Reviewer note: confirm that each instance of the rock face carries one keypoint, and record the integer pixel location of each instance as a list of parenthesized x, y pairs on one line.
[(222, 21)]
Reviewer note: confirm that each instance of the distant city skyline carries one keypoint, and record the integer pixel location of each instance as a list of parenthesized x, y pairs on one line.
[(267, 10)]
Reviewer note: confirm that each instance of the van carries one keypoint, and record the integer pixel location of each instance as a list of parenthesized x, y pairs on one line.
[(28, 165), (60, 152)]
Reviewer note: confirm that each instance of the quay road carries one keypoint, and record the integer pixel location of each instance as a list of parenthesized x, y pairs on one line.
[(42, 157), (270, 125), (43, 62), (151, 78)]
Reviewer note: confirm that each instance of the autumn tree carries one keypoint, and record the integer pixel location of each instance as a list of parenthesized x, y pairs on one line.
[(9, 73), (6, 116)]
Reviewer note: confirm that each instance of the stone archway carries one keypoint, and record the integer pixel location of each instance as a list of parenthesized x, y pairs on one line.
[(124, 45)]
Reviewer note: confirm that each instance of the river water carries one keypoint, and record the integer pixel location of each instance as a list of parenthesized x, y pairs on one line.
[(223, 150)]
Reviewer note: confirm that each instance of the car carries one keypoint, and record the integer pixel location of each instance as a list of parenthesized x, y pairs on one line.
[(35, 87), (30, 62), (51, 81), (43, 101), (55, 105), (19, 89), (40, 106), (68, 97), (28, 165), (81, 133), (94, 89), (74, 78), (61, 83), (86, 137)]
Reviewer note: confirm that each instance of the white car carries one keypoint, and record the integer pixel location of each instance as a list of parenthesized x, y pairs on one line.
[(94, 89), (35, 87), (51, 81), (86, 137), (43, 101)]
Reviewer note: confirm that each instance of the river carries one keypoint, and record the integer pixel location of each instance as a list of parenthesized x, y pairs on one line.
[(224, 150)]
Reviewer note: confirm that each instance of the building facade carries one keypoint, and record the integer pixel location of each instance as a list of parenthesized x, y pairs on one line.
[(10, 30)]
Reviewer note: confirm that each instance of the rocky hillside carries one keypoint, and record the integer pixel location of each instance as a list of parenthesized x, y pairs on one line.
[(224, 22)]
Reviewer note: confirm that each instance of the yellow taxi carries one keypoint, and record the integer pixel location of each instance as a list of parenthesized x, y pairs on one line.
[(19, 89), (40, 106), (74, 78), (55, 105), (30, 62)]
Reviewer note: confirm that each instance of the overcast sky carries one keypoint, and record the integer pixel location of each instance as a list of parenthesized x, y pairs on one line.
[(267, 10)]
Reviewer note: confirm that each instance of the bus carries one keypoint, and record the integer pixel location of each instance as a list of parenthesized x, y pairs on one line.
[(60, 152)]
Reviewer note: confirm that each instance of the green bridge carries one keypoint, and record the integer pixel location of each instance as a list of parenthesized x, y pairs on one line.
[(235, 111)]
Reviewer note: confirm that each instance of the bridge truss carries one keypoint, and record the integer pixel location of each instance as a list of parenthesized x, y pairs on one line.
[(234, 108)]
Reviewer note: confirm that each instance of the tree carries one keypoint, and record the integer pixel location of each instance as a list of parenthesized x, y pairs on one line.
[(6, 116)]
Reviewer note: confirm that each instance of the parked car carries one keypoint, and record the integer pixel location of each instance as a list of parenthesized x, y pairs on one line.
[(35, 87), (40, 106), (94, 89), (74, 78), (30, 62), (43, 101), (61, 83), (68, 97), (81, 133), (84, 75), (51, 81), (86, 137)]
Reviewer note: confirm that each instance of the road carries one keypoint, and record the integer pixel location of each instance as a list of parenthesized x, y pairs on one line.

********************

▶ YOUR GOAL
In the lines from the first one through the one containing "[(222, 21)]", rename "rock face" to "cliff wall". Give back only those lines, otherwise unchanged.

▶ ANSWER TO THIS PROBLEM
Reviewer note: confirm that each instance of the cliff wall carries one keypoint, and record the integer pixel location of each instance as a list of parenthesized x, y pairs on one line.
[(222, 21)]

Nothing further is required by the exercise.